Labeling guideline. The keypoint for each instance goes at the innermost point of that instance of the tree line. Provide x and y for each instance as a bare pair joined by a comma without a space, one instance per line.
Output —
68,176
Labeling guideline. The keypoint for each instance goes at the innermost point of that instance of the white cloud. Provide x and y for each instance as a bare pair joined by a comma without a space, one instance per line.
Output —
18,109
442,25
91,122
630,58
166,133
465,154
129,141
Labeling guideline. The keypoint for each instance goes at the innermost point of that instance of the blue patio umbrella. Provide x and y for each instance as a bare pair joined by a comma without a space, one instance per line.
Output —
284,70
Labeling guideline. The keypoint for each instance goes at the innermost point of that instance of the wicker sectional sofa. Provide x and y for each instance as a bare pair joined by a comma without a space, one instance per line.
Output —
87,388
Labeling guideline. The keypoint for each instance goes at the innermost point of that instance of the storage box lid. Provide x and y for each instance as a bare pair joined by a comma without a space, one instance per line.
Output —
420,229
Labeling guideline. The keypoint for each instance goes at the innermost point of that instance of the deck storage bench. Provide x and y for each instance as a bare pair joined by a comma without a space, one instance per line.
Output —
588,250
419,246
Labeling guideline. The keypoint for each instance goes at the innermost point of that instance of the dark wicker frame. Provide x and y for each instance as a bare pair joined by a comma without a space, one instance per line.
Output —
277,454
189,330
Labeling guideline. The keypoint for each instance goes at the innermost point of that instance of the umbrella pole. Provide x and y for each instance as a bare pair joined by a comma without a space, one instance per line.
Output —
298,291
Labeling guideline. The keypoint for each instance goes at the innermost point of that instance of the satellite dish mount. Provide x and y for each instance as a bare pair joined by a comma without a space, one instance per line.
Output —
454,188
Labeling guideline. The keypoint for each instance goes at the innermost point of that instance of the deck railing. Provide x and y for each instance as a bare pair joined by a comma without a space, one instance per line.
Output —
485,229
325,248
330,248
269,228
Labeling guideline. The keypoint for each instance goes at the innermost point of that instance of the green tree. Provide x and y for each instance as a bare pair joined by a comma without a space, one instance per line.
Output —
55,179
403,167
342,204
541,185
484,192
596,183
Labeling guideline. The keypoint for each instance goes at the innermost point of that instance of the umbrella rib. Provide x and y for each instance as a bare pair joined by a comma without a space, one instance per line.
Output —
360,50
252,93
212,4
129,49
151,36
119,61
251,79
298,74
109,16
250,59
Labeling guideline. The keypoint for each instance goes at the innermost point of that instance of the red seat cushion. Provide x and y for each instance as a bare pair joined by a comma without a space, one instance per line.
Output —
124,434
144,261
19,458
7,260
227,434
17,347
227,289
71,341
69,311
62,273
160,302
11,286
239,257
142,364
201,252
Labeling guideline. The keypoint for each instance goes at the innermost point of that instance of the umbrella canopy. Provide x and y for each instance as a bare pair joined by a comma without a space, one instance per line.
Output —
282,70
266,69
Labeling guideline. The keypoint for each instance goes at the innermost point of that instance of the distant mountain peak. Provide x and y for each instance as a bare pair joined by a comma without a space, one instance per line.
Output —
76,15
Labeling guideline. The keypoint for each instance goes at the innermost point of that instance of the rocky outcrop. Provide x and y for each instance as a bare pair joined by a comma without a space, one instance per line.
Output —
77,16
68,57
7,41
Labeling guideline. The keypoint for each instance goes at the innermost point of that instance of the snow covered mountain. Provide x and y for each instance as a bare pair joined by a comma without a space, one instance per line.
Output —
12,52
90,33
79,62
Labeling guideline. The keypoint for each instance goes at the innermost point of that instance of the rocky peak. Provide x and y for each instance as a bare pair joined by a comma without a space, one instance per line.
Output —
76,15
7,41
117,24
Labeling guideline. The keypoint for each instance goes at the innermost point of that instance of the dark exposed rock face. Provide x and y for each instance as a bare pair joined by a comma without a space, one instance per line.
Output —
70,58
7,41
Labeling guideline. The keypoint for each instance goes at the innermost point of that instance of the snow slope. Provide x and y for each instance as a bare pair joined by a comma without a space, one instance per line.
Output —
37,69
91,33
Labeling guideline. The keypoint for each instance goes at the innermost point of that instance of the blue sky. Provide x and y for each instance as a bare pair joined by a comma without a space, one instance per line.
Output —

====

Render every line of all the items above as a numbered list, leaving out any blank lines.

1. Labeling guideline. The keypoint for each instance goes at the innermost point of that instance of the tree line. Provide x and y for each instance as a bare pair joined by a comma without a space, one instance per line.
2. Output —
3. 68,176
4. Labeling guideline. The keypoint for each instance goes at the innermost point of that instance of the white cloud. Provide x and y for each instance as a bare pair joined by a comma without a space, one instance per line.
5. Output —
6. 18,109
7. 442,25
8. 91,122
9. 630,58
10. 166,133
11. 465,154
12. 129,141
13. Labeling guideline. The keypoint for each instance goes at the innermost point of that instance of the blue patio umbrella. Provide x and y for each instance as a bare pair joined by a comma without a space, one instance per line.
14. Output —
15. 284,70
16. Labeling guideline. The keypoint for each instance goes at the innermost point of that instance of the wicker sectional sofa. Provide x and y for each instance as a bare pair joined by a comma without a space, one instance per line.
17. Output —
18. 87,388
19. Labeling guideline. The keypoint for each instance goes at the innermost point of that instance of the storage box lid. Provide x and y for each instance as a bare pair joined by a comma without a space, one instance per line.
20. Output —
21. 420,229
22. Labeling guideline. The keypoint for each instance goes at the innermost point of that instance of the deck storage bench. Provide x and y for each instance as a bare pair joined by a comma without a space, one instance per line.
23. Output —
24. 588,250
25. 419,246
26. Labeling guideline. The keypoint for each instance goes at the innermost point of that instance of the dark wicker frame. Provide x and y for each instance as a bare pair joined by a comma without a space, one instance per line.
27. Output —
28. 277,454
29. 189,330
30. Labeling guideline. The keypoint for each instance goes at the innermost point of that instance of the umbrella pole. Provide x and y for each instance as a bare pair joined by a comma without a space, one instance per line.
31. Output —
32. 298,291
33. Labeling guideline. The keypoint for each instance goes at the innermost point of that instance of the satellite dish mount. Provide x and y for each instance as a bare pair joined by a comma without a space, one instance per line.
34. Output —
35. 454,188
36. Labeling guideline. The keypoint for each instance goes at the innermost point of that instance of the deck railing. Provide x and y for each instance as a bare pair joined by a comma without a space, one instance per line.
37. Output —
38. 485,229
39. 325,248
40. 330,248
41. 269,228
42. Labeling guideline. The keypoint for each instance goes at the innermost point of that instance of the green tree. Provide x and y for each instance as a bare pair joined by a comma without a space, one instance per line.
43. Output —
44. 55,179
45. 403,167
46. 342,204
47. 541,185
48. 484,192
49. 596,183
50. Labeling guideline. The keypoint for each instance goes at the innermost point of that instance of the umbrella rib. Provide x and y for each instance as a bare pair joined by a comma without a space, one instance per line.
51. Output —
52. 360,50
53. 252,93
54. 212,4
55. 129,49
56. 151,36
57. 119,61
58. 251,79
59. 298,74
60. 109,16
61. 250,59
62. Labeling guideline. The keypoint for each instance goes at the innermost point of that instance of the red seat cushion. Provide x and y for each instance as a bare pair joined by a comma without a space, one instance per line.
63. Output —
64. 124,434
65. 144,261
66. 19,458
67. 7,260
68. 227,434
69. 17,347
70. 227,289
71. 71,341
72. 69,311
73. 62,273
74. 160,302
75. 11,286
76. 239,257
77. 142,364
78. 201,252
79. Labeling guideline. The keypoint for each instance goes at the innermost point of that instance of the umbrella canopy. Provide x and y for each instance as a bare pair joined by a comma without a space, one instance per line.
80. Output —
81. 282,70
82. 266,69
83. Labeling guideline. The keypoint for each instance goes at the innermost point of that instance of the distant mountain peak. Provide x and y for each instance as a bare pair joined by a comma without a space, one instance per line.
84. Output —
85. 76,15
86. Labeling guideline. The keypoint for each instance goes at the innermost point of that instance of the rocky outcrop. Provide x and y for each instance as a bare pair joined by a comma without a space, one instance per line.
87. Output —
88. 77,16
89. 68,57
90. 7,41
91. Labeling guideline. The keypoint for each instance goes at the innermost point of that instance of the snow covered mountain. Provide x and y for each instance as a bare pair joined by a comma without a space, one instance per line.
92. Output —
93. 12,52
94. 90,33
95. 79,62
96. Labeling guideline. The keypoint for each instance goes at the innermost point of that instance of the rocky peak. Provide x and y for each instance as a bare pair joined by a comma without a space, one instance per line.
97. Output —
98. 76,15
99. 7,41
100. 117,24
101. Labeling guideline. The keypoint for each instance goes at the innermost point of that instance of the dark exposed rock face. Provide x and y for each instance as a bare pair joined by a comma without a space, one instance per line.
102. Output —
103. 70,58
104. 7,41
105. Labeling guideline. The keypoint for each instance goes at the innermost point of that instance of the snow slope. Provide x and y for each instance as a bare pair joined by a comma without a space, one instance per line.
106. Output —
107. 37,69
108. 91,33
109. Labeling guideline. The keypoint for each instance goes at the innermost point of that instance of the blue sky. Provide x and y for each instance as a bare pair joined by a comma without a space, one instance per line.
110. Output —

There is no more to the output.